◆ Brief ◆
Copy out the records from the line containing "of the staircase" through the end of the records, substituting "single point" for every "single dot" and keeping everything else the same.

BEGIN Task inputs

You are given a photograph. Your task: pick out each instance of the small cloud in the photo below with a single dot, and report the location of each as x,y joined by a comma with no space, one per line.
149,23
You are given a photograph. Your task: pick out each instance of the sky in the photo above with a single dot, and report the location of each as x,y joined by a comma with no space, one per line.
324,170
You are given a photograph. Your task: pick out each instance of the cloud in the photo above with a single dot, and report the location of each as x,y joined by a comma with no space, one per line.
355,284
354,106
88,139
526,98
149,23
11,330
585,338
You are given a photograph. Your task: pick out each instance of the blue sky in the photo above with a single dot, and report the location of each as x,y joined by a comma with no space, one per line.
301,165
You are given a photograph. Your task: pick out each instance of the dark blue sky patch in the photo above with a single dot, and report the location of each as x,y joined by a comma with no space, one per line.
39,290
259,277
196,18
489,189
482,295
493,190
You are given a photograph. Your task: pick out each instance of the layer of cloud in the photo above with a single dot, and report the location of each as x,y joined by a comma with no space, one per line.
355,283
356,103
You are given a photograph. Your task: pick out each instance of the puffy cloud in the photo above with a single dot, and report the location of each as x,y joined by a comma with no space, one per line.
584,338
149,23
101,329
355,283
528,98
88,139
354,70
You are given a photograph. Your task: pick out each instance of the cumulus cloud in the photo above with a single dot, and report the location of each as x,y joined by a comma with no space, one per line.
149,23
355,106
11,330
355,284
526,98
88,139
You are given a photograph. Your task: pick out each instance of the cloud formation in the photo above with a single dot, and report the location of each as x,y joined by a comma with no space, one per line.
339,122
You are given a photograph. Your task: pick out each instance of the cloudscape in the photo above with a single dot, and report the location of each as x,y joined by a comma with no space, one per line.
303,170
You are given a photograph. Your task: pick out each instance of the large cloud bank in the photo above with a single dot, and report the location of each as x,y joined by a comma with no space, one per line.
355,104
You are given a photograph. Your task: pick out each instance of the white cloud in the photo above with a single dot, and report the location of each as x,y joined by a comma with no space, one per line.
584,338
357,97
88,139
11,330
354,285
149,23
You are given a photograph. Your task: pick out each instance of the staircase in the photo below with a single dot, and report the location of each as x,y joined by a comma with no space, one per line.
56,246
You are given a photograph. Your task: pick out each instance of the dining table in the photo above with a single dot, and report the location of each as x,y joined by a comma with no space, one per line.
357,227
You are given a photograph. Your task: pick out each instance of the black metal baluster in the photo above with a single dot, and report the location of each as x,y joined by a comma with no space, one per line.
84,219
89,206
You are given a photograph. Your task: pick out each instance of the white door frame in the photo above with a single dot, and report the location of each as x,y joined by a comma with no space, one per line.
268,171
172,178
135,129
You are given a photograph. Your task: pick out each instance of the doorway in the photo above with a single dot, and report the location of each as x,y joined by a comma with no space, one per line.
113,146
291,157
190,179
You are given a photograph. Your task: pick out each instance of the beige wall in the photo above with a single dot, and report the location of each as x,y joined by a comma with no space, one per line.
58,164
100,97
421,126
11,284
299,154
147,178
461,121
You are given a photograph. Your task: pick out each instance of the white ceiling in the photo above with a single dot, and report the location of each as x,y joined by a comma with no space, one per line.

END Task inputs

◆ Exercise output ◆
You are given a photograph. Your task: pick out each instance of the staircase in the photo below with a single point, and report the location of each as x,y joined by a comma with no space, one per line.
56,246
You are given a photograph. Your task: pick out each instance of the dining table in the photo above with a single point, and report the location of each as x,y joined by a comma with no space, one per line.
357,227
You are given a photograph. Your task: pick out each instance of the black metal baluster in the photo above with a single point, and report the location of each as x,y joined by a comma with no space, one per line.
84,219
89,206
You are given a photograph. Your task: pick out each instance of the white door frame in the photo above with a single point, and report the location of each as x,y joined by a comma with no space, one per line.
268,171
172,178
135,129
You are given a photograph. Your task: pick out each instance of the doorway in the photo above with a single point, and report the location of each as x,y joined by a comma with no space, one per line.
113,146
291,157
190,179
You are given a photograph. Your task: pick out each instance of the beige wall in the photo above with a single point, and report the location of each as x,y joined by a comma with no space, one per line.
58,164
100,97
421,126
11,284
299,154
147,178
461,121
You are given a photograph. Your task: pick out each instance of the white ceiling in the photo above with a single point, and report the location of each as x,y joined by a comma with no space, one per line.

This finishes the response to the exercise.